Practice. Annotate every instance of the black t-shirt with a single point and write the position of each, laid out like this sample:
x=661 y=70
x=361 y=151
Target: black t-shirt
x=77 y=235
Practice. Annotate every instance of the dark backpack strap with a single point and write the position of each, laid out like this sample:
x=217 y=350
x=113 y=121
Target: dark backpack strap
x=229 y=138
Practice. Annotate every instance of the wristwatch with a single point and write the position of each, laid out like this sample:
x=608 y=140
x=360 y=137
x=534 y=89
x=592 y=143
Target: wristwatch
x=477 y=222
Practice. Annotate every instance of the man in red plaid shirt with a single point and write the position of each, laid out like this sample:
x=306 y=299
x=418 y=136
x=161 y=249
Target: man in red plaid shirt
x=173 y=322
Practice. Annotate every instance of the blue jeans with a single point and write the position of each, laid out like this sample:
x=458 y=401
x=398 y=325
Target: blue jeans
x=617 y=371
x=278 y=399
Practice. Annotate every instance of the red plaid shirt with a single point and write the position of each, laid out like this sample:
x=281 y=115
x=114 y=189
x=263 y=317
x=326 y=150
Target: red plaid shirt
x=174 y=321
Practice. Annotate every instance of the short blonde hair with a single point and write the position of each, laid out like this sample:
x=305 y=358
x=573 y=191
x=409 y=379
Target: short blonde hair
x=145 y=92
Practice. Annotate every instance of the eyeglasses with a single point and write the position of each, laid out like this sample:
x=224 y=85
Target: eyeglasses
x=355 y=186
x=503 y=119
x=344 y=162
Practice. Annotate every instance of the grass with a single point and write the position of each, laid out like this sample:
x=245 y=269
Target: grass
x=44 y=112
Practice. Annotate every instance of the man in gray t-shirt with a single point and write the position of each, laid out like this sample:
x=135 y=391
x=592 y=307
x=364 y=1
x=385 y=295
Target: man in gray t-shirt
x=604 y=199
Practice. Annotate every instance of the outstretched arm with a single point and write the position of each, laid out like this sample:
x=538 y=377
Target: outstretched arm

------------------------------------------------------------------------

→ **About this exercise**
Your task is to collect every line above that contains the word "outstretched".

→ **Task result**
Practice. Annotate every instance of the outstretched arm with a single point and write the position of each, laid out like this sample:
Target: outstretched arm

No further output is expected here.